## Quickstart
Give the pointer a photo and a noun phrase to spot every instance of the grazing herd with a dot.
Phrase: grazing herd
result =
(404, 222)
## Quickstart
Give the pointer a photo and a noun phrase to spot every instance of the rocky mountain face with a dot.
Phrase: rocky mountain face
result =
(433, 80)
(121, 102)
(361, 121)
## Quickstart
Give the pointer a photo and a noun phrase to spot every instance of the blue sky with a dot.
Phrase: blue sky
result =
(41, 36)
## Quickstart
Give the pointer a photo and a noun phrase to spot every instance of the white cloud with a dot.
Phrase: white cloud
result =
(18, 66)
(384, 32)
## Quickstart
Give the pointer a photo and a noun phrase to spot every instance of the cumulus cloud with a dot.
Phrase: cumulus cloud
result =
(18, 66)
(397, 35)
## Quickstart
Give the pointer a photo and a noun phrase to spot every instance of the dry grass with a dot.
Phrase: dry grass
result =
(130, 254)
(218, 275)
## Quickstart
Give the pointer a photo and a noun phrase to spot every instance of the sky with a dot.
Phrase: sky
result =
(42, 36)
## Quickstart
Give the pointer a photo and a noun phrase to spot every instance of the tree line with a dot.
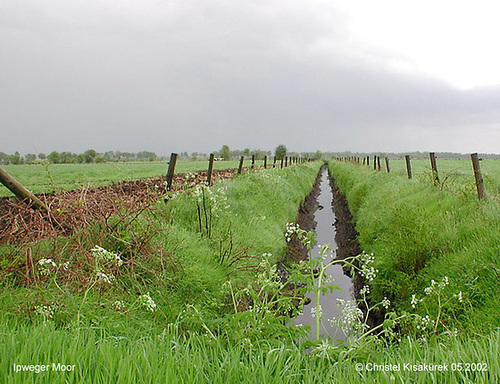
....................
◆ Exercise description ◆
The listing above is to be retyped word for word, with the pictures omitted.

◆ Written response ◆
## Quickstart
Give the pointer a photo and a noun phrase to spot every instance of the grazing herd with a dot.
Phrase: grazing herd
result =
(404, 222)
## Quickstart
Give the pointer a photo and a noun phrase to spot every instance of the rocky mountain face with a dot.
Phrase: rocky mountain face
result =
(433, 80)
(121, 102)
(361, 121)
## Quickstart
Give the pointer a photo and a noun phrase to spot every instance of the blue sky with a dot.
Phrase: blue sky
result =
(41, 36)
## Quickstart
Give the pointer a photo and a noun phrase to spot every instance of the white cloud with a dot.
Phrase: white cloud
result =
(18, 66)
(384, 32)
## Quickstart
Give the pointer a photo and a noun phrase to spot every instance of the cumulus cloud with a dot.
Phrase: cumulus cloud
result =
(18, 66)
(397, 35)
## Quickstart
Give the pointer a photo and a noun phrase to spot every instance of the dry grass with a dot.
Phrase: dry grass
result =
(130, 254)
(218, 275)
## Quickstart
Give the pointer a photo and a noun phrase to spot every instance of the sky with a dot.
Phrase: sky
result =
(42, 36)
## Quickstart
Give the pointer a photo and a noun phrase to spot every instance of the tree line with a dot.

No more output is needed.